# Work item
Among the records below, find each line that includes the string "point" and copy it.

============

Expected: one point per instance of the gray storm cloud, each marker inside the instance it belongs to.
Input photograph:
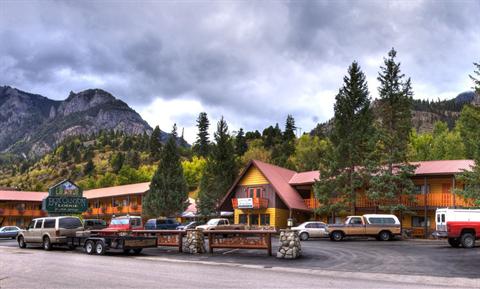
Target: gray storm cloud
(254, 62)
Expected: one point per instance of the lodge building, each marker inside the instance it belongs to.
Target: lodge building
(264, 194)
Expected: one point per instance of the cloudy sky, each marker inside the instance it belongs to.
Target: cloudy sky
(253, 62)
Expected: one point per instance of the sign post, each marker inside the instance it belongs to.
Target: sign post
(65, 198)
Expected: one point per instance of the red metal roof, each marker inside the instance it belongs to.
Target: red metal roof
(445, 167)
(304, 178)
(117, 191)
(22, 196)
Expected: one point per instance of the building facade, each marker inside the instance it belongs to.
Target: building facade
(265, 194)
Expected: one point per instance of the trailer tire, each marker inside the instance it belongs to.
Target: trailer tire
(47, 244)
(454, 242)
(336, 236)
(304, 236)
(89, 247)
(384, 236)
(468, 240)
(21, 243)
(100, 247)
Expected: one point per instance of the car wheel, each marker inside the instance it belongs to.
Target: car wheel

============

# Result of the exercise
Expected: one point per instance of the gray storm cloud, each marker inside the instance it belongs to.
Expected: one point per instance of the lodge building, each marker inside the instance it belongs to.
Expected: one point per instance of the cloudy sky, each marker inside the instance it belongs to.
Expected: one point per instance of the sign post, each marker inside the instance it belongs to.
Expected: one point per instance of the red metal roof, each marker inside the instance it belongs to.
Expected: one point per instance of the building facade, each marker inside the instance it belongs to.
Expected: one point per instance of the trailer tire, each marker inside the instance it belongs to.
Expected: one point per instance of the car wheel, each marker inside the instance it belongs to.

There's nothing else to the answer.